→ What is required
Convert the records below into a Markdown table with the columns Row and Line, placing each line in its own numbered row and skipping blank lines. Leave the pictures out.

○ ○ ○

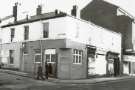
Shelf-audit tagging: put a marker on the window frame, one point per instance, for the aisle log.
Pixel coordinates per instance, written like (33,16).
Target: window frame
(11,53)
(35,57)
(26,32)
(77,54)
(45,29)
(50,56)
(12,34)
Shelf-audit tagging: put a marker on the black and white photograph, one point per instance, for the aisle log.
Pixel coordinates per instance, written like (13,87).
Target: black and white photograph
(67,45)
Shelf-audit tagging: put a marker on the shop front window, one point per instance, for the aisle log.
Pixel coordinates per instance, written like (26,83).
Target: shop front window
(37,56)
(77,56)
(50,55)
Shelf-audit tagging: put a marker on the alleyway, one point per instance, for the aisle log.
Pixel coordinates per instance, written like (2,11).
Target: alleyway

○ ○ ○

→ Exercise answer
| Row | Line |
|---|---|
| 1 | Shelf-audit tagging: put a marker on the window frame, one point per instance, for the aisle log. |
| 2 | Pixel coordinates per instance, written like (33,16). |
| 3 | Target: window frame |
| 4 | (11,53) |
| 5 | (35,57) |
| 6 | (26,32) |
| 7 | (77,54) |
| 8 | (45,29) |
| 9 | (50,56) |
| 10 | (12,34) |
| 11 | Shelf-audit tagging: put a marker on the black and white photograph, one point per instance, for the aisle log. |
| 12 | Pixel coordinates per instance, written like (13,87). |
| 13 | Target: black and white photograph |
| 14 | (67,45) |
| 15 | Shelf-audit tagging: put a marker on the shop front window, one point per instance, for the aisle log. |
| 16 | Pixel coordinates per instance, written like (26,83). |
| 17 | Target: shop front window |
| 18 | (37,56) |
| 19 | (77,56) |
| 20 | (50,55) |
| 21 | Shelf-audit tagging: put a marker on the alleyway, one point per instance, for the aisle log. |
| 22 | Pixel coordinates per instance, written like (2,11). |
| 23 | Target: alleyway |